- Data yang Diberikan
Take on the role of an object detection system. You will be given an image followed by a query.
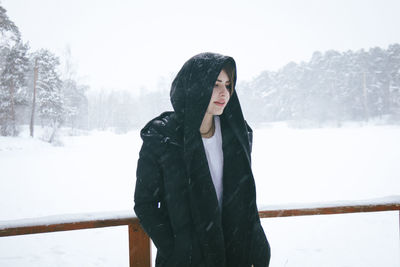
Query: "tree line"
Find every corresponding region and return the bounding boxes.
[0,6,88,142]
[239,44,400,126]
[0,6,400,139]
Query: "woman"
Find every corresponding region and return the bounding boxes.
[135,53,270,267]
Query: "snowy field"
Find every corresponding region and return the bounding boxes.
[0,124,400,267]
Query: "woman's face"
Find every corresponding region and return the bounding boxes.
[207,70,232,115]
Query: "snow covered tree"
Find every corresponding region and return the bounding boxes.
[32,49,65,142]
[0,6,21,48]
[0,42,29,136]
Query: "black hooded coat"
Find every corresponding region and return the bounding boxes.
[134,53,270,267]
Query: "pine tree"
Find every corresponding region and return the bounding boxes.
[0,42,29,136]
[32,49,65,142]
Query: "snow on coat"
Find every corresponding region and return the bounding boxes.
[134,53,270,267]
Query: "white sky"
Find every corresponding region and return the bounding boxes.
[0,0,400,94]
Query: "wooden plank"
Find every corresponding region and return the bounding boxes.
[0,216,139,237]
[259,204,400,218]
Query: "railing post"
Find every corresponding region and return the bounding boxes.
[128,223,151,267]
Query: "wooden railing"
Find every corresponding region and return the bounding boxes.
[0,196,400,267]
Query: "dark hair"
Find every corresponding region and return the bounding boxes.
[222,61,236,95]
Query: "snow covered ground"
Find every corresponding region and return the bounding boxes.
[0,124,400,267]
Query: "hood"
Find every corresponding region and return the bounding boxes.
[170,52,250,165]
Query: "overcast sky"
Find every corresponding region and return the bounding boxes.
[0,0,400,94]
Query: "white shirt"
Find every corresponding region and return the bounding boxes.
[202,116,224,210]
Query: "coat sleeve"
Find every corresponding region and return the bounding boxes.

- Yang Diminta
Hitung berapa baris dalam daftar di atas yang memuat kata "covered". Tuliskan angkanya saja.

- Jawaban
2